═════ Input material

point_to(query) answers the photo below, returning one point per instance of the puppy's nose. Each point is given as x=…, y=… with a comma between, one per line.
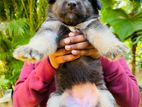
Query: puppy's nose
x=72, y=4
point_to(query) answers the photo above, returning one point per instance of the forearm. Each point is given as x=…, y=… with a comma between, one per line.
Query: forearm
x=121, y=82
x=32, y=88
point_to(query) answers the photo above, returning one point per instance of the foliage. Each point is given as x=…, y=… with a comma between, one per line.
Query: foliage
x=125, y=19
x=19, y=20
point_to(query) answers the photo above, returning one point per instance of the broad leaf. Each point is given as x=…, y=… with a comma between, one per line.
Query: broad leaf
x=123, y=25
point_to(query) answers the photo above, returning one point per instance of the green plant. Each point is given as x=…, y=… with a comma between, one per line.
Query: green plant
x=125, y=21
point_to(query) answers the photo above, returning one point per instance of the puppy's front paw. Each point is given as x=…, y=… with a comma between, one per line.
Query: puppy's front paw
x=27, y=53
x=116, y=51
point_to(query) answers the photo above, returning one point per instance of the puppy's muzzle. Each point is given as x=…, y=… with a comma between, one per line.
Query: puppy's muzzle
x=72, y=4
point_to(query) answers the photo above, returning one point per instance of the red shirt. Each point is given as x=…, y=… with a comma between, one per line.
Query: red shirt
x=36, y=82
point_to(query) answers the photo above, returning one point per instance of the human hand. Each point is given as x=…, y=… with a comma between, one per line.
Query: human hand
x=61, y=56
x=78, y=45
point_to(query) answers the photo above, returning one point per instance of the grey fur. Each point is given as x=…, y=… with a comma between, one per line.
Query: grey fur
x=61, y=20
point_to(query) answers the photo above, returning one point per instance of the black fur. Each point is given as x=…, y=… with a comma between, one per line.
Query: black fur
x=80, y=71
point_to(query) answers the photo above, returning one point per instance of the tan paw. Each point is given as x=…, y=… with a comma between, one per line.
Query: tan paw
x=26, y=53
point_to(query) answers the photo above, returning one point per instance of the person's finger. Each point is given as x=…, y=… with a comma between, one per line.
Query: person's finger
x=61, y=52
x=72, y=40
x=67, y=58
x=89, y=52
x=74, y=33
x=77, y=46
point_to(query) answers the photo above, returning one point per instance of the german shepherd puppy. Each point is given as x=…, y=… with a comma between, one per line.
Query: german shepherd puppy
x=74, y=15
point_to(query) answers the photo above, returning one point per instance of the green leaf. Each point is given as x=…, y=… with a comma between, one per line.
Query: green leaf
x=123, y=25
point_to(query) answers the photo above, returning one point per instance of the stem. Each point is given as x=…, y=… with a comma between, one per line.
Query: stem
x=134, y=58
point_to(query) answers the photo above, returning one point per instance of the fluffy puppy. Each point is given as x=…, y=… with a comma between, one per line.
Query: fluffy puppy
x=75, y=15
x=71, y=15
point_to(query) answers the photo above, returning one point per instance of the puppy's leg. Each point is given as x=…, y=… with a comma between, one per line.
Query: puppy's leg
x=82, y=95
x=105, y=41
x=43, y=43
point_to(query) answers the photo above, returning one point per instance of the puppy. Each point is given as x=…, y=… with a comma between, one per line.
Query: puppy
x=75, y=15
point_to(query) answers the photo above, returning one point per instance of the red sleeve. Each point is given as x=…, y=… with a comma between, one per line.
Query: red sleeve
x=121, y=82
x=33, y=84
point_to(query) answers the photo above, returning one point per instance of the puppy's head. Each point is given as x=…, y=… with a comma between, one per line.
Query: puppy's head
x=73, y=12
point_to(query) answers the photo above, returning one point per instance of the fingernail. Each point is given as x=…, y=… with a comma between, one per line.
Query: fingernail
x=71, y=34
x=67, y=41
x=67, y=47
x=74, y=52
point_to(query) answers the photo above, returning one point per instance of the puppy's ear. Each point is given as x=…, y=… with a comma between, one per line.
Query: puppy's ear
x=51, y=1
x=96, y=5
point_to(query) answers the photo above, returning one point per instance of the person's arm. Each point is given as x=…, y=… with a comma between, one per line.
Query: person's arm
x=34, y=84
x=121, y=82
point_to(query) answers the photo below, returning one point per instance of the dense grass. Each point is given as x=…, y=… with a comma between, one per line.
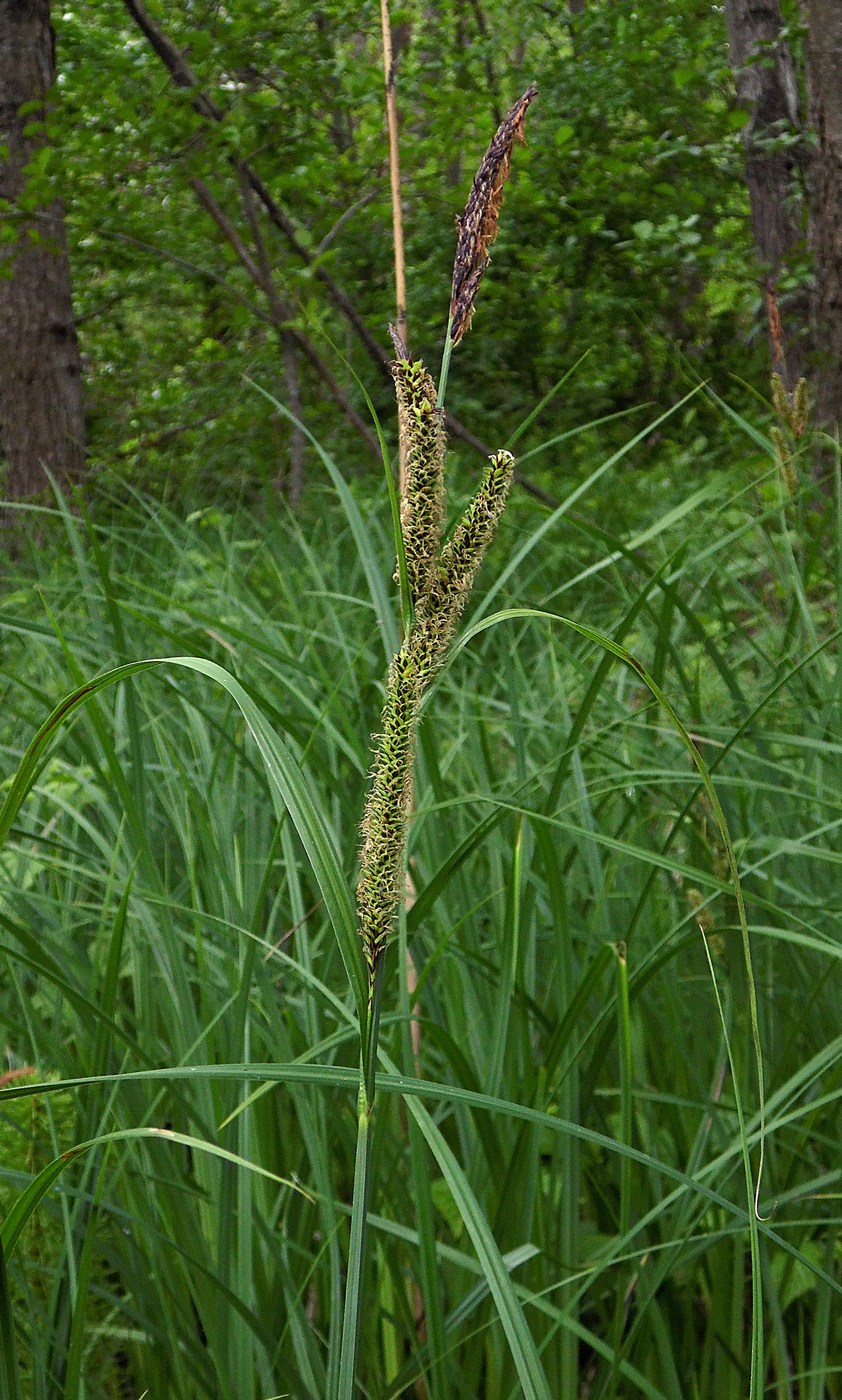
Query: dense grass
x=569, y=1087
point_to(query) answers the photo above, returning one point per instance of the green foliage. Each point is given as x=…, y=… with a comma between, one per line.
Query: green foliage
x=626, y=234
x=565, y=1194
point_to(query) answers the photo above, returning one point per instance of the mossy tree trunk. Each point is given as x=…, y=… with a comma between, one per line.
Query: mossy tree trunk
x=824, y=84
x=41, y=391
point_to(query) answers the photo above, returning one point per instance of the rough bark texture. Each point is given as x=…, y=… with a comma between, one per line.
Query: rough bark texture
x=767, y=87
x=41, y=392
x=824, y=72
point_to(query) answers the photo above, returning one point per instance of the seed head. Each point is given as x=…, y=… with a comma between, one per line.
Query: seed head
x=478, y=226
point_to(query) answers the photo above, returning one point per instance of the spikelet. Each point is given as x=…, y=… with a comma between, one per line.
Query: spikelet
x=463, y=555
x=423, y=440
x=387, y=811
x=478, y=226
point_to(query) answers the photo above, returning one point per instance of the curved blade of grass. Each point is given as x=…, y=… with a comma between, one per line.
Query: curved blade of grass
x=285, y=776
x=28, y=1201
x=521, y=1343
x=9, y=1362
x=751, y=1185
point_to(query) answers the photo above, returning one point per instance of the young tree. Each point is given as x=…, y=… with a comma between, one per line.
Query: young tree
x=767, y=87
x=778, y=157
x=824, y=87
x=41, y=391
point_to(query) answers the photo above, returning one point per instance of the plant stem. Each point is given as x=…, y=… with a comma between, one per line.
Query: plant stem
x=444, y=370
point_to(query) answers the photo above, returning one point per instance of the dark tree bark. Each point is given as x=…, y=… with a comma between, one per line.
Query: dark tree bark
x=824, y=83
x=41, y=391
x=767, y=87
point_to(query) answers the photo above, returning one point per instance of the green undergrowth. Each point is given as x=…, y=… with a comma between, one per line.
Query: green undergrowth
x=566, y=1036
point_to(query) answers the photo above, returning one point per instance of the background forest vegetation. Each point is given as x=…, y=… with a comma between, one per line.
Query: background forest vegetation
x=577, y=1063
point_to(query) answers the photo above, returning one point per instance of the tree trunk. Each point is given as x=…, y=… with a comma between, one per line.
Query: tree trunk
x=767, y=87
x=41, y=392
x=824, y=81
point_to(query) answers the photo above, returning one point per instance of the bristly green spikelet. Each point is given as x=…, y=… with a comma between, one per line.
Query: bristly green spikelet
x=387, y=811
x=440, y=583
x=422, y=434
x=458, y=564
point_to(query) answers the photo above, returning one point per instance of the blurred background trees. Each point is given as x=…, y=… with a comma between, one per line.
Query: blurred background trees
x=224, y=177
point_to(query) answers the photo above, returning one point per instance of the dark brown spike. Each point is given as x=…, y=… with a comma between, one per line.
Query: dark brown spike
x=478, y=226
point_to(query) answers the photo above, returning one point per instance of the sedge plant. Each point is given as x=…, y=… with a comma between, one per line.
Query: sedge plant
x=436, y=577
x=435, y=574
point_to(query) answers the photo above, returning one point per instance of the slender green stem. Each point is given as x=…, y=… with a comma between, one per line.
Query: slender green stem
x=444, y=370
x=356, y=1255
x=356, y=1252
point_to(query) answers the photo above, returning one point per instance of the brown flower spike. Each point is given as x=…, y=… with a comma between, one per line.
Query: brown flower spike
x=478, y=226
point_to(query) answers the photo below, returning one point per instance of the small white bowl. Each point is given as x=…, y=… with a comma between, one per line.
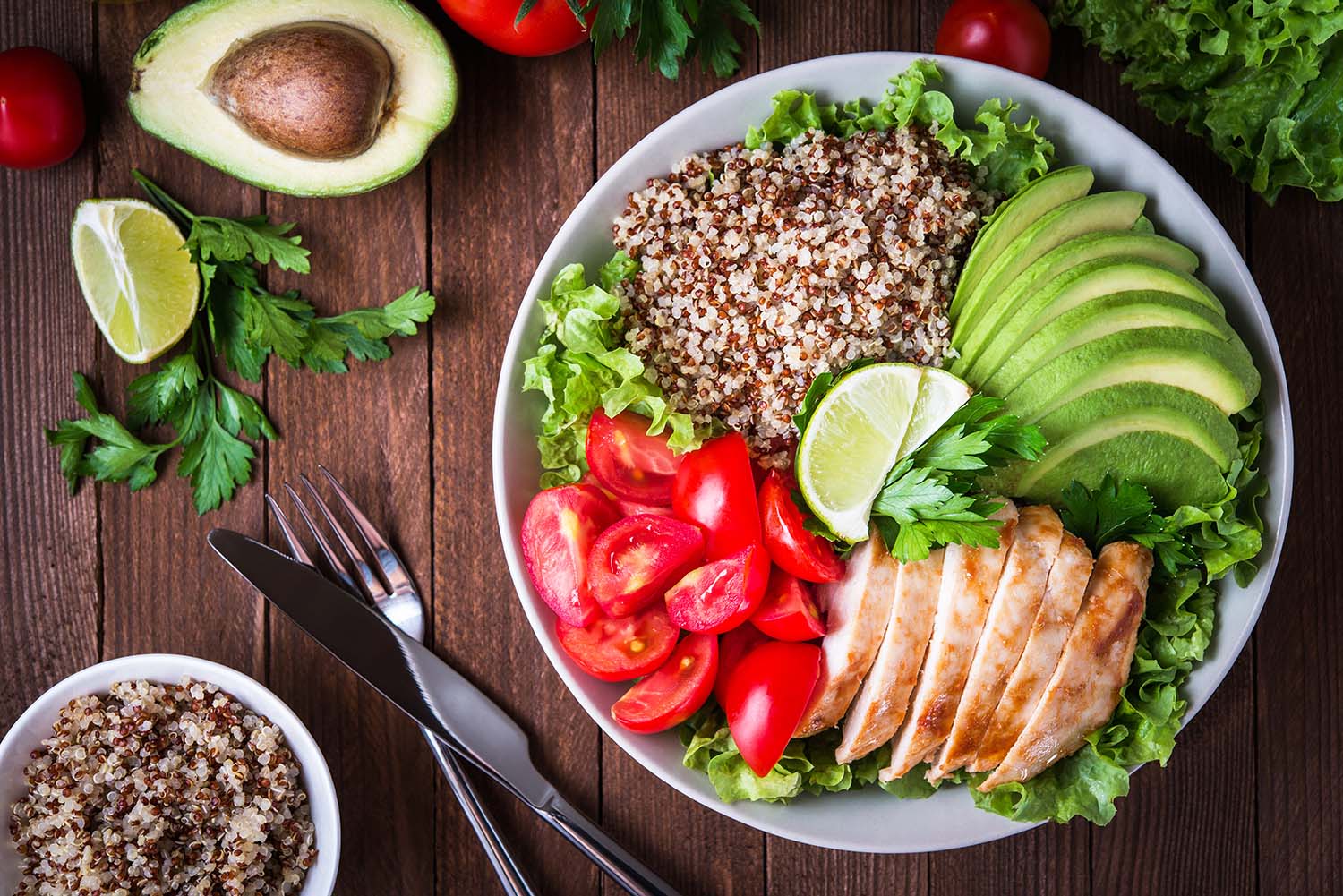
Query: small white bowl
x=166, y=668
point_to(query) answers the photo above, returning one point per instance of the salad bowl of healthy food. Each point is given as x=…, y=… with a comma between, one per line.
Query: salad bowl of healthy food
x=892, y=453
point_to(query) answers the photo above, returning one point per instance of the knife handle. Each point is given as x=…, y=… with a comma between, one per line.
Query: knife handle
x=623, y=868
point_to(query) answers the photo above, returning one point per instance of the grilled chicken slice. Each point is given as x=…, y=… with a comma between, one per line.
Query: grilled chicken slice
x=1048, y=635
x=880, y=705
x=1084, y=689
x=969, y=581
x=857, y=609
x=1014, y=608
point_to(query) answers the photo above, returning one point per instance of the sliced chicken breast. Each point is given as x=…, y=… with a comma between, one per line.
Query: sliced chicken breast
x=1084, y=689
x=857, y=610
x=884, y=697
x=969, y=581
x=1048, y=636
x=1010, y=616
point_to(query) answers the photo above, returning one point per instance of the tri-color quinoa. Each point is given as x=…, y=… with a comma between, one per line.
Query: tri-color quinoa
x=760, y=269
x=163, y=789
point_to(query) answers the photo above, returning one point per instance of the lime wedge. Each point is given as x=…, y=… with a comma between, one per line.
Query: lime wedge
x=140, y=284
x=940, y=395
x=851, y=442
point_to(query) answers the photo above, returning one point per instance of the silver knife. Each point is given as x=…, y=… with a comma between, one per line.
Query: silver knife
x=429, y=691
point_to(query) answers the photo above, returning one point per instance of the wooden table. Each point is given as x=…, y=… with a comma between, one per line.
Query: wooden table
x=1249, y=802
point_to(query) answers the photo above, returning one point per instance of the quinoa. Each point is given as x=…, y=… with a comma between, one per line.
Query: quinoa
x=163, y=789
x=760, y=269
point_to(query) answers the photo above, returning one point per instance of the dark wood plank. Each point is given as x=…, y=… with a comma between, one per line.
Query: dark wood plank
x=516, y=161
x=47, y=539
x=1299, y=683
x=166, y=592
x=371, y=427
x=630, y=102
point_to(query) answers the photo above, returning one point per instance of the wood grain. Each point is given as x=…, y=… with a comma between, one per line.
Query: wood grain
x=48, y=541
x=515, y=163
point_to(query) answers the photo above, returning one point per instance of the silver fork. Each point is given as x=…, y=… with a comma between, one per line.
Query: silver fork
x=392, y=592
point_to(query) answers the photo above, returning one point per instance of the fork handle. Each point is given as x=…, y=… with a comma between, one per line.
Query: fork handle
x=623, y=868
x=510, y=876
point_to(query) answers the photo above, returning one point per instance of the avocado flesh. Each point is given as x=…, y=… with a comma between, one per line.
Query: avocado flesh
x=1117, y=209
x=1101, y=317
x=1079, y=285
x=171, y=75
x=1015, y=215
x=972, y=332
x=1221, y=371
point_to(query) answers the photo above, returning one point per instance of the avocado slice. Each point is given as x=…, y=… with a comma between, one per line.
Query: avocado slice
x=1076, y=286
x=321, y=98
x=1219, y=370
x=974, y=330
x=1101, y=317
x=1117, y=209
x=1015, y=215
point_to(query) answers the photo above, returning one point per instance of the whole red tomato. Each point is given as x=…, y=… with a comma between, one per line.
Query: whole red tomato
x=40, y=109
x=547, y=29
x=1012, y=34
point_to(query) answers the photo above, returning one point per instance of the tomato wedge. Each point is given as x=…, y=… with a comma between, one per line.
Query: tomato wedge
x=766, y=696
x=672, y=695
x=714, y=490
x=723, y=594
x=803, y=554
x=620, y=649
x=628, y=461
x=558, y=533
x=732, y=646
x=787, y=611
x=636, y=559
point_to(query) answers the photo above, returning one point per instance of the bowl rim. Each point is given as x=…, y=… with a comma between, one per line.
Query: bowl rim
x=795, y=75
x=316, y=775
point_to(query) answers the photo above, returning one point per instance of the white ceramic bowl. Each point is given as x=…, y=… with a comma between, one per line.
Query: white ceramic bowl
x=167, y=668
x=872, y=820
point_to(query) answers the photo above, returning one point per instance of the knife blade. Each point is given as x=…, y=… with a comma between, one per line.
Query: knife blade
x=403, y=670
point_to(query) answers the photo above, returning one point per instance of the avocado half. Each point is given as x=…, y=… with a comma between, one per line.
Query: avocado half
x=320, y=98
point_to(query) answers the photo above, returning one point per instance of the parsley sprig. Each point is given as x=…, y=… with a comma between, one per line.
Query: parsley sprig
x=244, y=324
x=666, y=31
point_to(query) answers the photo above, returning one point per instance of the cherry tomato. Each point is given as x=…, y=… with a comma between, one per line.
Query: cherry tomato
x=40, y=109
x=628, y=461
x=636, y=559
x=550, y=27
x=1012, y=34
x=558, y=533
x=620, y=649
x=722, y=594
x=803, y=554
x=787, y=611
x=672, y=695
x=732, y=646
x=714, y=490
x=766, y=696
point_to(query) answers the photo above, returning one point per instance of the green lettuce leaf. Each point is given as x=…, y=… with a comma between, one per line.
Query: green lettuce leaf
x=1007, y=152
x=580, y=363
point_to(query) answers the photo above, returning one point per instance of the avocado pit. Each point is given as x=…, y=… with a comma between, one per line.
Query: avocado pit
x=314, y=89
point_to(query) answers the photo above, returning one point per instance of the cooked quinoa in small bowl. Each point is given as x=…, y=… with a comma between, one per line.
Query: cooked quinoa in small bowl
x=166, y=774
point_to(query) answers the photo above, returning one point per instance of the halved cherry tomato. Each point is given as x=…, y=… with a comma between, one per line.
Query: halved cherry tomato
x=732, y=646
x=786, y=538
x=672, y=695
x=558, y=533
x=636, y=559
x=714, y=490
x=722, y=594
x=787, y=610
x=628, y=461
x=766, y=696
x=620, y=649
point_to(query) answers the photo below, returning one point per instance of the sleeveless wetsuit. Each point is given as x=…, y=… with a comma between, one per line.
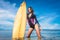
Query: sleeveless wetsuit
x=32, y=20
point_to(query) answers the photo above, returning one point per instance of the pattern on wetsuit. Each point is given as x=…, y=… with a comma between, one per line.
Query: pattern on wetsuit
x=32, y=20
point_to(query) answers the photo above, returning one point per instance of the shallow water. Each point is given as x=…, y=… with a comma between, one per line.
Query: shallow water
x=45, y=35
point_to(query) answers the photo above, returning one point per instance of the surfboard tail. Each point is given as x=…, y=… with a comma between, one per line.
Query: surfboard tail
x=20, y=22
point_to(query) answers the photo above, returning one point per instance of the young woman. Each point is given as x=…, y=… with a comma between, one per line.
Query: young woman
x=33, y=23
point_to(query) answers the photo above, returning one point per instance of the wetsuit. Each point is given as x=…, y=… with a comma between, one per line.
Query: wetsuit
x=32, y=20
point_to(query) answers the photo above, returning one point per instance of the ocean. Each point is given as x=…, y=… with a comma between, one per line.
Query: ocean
x=46, y=34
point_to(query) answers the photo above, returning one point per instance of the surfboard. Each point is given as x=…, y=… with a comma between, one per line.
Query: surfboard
x=20, y=22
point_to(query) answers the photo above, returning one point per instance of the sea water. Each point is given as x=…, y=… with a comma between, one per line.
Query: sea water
x=46, y=34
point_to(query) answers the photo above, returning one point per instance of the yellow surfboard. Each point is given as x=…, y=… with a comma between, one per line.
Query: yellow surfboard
x=20, y=22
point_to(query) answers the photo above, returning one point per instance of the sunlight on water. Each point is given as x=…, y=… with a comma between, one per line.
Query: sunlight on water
x=45, y=35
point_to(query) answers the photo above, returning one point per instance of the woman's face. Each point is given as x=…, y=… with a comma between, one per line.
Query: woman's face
x=29, y=10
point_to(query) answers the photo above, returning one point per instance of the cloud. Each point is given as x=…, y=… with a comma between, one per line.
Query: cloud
x=45, y=22
x=7, y=15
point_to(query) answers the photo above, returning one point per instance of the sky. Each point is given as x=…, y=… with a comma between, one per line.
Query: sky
x=46, y=11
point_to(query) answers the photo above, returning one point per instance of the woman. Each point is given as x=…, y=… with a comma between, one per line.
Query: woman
x=33, y=23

══════════

** Work instructions **
Please quote exactly the lines from the one containing "the sea water." through the last line of the records above, both included, and nothing else.

** Completed task **
point_to(query) answers the photo above, returning one point per instance of the sea water. Each point is given as x=…, y=… with a comma between, one per line.
Query: sea water
x=46, y=34
point_to(query) answers the photo above, returning one point per instance of the yellow surfboard. Each point is given as x=…, y=… with a comma between, one per line.
Query: yellow surfboard
x=20, y=22
point_to(query) answers the photo above, returning one point per instance of the sunlight on water. Each point is given as x=…, y=… with a comma between, one per line.
Query: sunlight on water
x=45, y=35
point_to(query) answers the photo above, returning one point per instance of the woman's face. Each point is given as x=…, y=… with a comma between, one per line.
Query: woman's face
x=29, y=10
point_to(query) answers the photo above, returning one point per instance of the cloud. Each point is given as x=…, y=… with a comma between, one per line.
Query: cloud
x=45, y=22
x=7, y=15
point_to(query) answers the photo above, returning one point per instance of the sky. Each point is given as x=…, y=… with a comma between, one per line.
Query: sky
x=46, y=11
point_to(query) answers the photo above, returning one point per instance of the woman. Each point is given as x=…, y=… with a comma between, one per line.
Query: woman
x=33, y=23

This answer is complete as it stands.